--- start ---
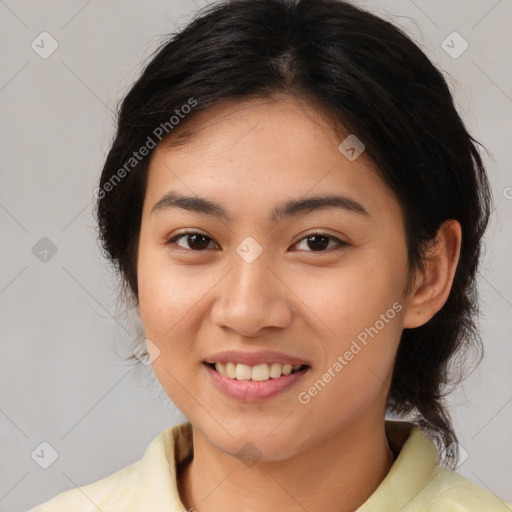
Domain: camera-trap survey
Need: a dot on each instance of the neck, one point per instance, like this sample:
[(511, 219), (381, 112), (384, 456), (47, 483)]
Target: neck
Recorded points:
[(314, 480)]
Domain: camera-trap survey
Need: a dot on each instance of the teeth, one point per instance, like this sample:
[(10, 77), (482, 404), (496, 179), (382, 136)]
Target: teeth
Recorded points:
[(257, 373)]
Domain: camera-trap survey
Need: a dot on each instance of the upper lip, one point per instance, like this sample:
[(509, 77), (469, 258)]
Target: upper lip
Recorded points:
[(254, 358)]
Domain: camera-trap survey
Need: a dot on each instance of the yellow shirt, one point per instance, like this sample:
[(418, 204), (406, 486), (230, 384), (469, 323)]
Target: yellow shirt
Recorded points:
[(415, 482)]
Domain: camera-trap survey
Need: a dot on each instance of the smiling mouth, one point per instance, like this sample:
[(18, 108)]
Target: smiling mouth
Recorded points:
[(257, 373)]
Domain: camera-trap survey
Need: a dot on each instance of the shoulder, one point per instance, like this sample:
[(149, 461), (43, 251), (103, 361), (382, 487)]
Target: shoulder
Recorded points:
[(150, 484), (111, 491), (417, 482), (450, 491)]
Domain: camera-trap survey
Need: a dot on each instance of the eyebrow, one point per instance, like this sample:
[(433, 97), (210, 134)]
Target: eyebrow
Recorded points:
[(288, 209)]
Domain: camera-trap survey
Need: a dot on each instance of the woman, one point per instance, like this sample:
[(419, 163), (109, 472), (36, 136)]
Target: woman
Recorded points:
[(296, 208)]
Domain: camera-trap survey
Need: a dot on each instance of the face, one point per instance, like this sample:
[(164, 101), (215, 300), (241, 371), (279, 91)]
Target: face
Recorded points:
[(320, 284)]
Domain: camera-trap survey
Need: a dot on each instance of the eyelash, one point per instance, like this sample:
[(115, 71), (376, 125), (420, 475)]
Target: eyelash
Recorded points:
[(341, 244)]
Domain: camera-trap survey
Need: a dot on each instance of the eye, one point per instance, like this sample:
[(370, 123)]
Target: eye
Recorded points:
[(195, 241), (320, 241)]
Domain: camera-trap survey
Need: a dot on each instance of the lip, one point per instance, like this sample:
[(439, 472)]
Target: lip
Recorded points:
[(249, 391), (254, 358)]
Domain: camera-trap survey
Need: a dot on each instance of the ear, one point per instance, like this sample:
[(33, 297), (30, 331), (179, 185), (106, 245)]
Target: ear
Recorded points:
[(432, 286)]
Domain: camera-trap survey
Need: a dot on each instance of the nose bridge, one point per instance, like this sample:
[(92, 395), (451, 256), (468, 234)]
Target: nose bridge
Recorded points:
[(251, 297)]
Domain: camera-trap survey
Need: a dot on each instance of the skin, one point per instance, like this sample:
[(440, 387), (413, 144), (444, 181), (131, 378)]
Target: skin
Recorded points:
[(250, 157)]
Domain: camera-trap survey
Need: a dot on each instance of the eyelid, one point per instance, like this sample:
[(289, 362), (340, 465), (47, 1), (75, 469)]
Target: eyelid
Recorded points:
[(317, 232)]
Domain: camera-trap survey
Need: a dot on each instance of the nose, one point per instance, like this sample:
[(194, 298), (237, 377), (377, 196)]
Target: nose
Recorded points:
[(252, 297)]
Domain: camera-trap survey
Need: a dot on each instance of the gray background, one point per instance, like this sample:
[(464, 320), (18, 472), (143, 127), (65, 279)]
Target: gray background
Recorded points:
[(63, 334)]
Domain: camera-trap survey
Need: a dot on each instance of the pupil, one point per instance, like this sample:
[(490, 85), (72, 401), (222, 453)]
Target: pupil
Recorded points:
[(193, 240), (319, 245)]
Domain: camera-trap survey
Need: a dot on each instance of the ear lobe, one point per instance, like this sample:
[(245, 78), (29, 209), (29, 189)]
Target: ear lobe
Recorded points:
[(433, 285)]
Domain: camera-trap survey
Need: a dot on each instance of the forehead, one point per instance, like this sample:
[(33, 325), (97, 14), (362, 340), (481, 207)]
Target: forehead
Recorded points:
[(261, 151)]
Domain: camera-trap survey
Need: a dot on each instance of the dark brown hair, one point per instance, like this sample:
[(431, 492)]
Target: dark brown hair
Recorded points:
[(380, 86)]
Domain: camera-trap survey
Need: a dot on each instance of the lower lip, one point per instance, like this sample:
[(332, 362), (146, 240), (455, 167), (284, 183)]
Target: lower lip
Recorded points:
[(250, 391)]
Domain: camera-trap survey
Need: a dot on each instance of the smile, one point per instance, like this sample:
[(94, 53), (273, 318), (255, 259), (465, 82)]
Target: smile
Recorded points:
[(257, 373)]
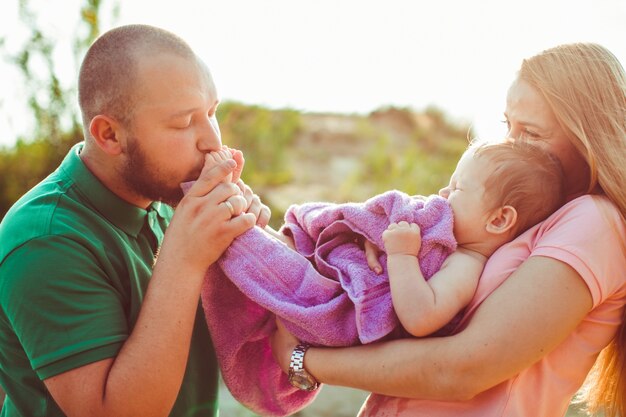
--- end ---
EXERCISE DETAILS:
Update the entries starting at the first one and ending at the line with "[(254, 358)]" by swapping "Recorded points" for "Logged points", with everything else the same. Leave the pictures out and give only those lines.

TASK RESULT:
Domain: camera-trap survey
Need: a dot on each instance of the neck, one point per instance, like this sample:
[(511, 219), (381, 112), (384, 456), (47, 483)]
Target: neck
Logged points:
[(314, 480)]
Domain: camera-trap survey
Need: a dot on each instance of the teeth, one point per instance, like this sample:
[(10, 77), (482, 404), (496, 179), (382, 136)]
Target: teeth
Logged points:
[(257, 373)]
Domain: camera-trap survey
Need: a dot on each instance of the upper lip, one point per instance, like this sample:
[(509, 77), (469, 258)]
Target: upper lip
Logged points:
[(254, 358)]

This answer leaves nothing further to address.